___ TEXT PASSAGE ___

Iran has approved the use of its flagship coronavirus vaccine CovIran Barekat for a public inoculation program that is set to begin in few days.
Iran’s health minister Saeid Namaki announced on Monday that mass vaccinations using CovIran will begin in the next working week in Iran beginning May 29.
“As I had promised earlier the Iranian vaccine would be ready for public injections by the end of the spring and we hope we could launch this as of next week,” said Namaki while speaking in a medical college in the northern Iranian city of Rasht.
Namaki said CovIran had successfully passed all required tests, including the so-called Phase III human trials, adding that public vaccinations using the jab will first begin with volunteers.
He said that Iran had gone through nearly a year of intensive work to join the club of countries in the world with the capacity to scale up production for coronavirus vaccines.
CovIran Barekat is one of four Iranian COVID-19 vaccine candidates that has been developed by Shifa Pharmed, a subsidiary of the Iranian economic and industrial conglomerate SETAD.
SETAD authorities had earlier indicated that the jab will be manufactured at scale in the calendar month beginning July 21 when some 12 million doses of the vaccine will be available to health authorities.
More than three million Iranians have received a first dose of coronavirus vaccines as part of a national vaccination campaign that began late last year using supplies from other countries.
Namaki said Iran will finish vaccinations for people above 60 years of age in late July as the country hopes to contain the highest death rate related to the coronavirus which normally occurs in the age group.

___

■ PROBLEM DETAILS ■
According to the article on Iran's CovIran Barekat vaccine, which company developed the vaccine? The lines after this text aren't needed for anything.

___ AVAILABLE DATA ___

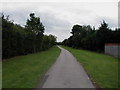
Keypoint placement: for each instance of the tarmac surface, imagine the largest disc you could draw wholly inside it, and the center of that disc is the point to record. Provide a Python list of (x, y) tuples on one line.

___

■ TASK RESULT ■
Shifa Pharmed, a subsidiary of SETAD.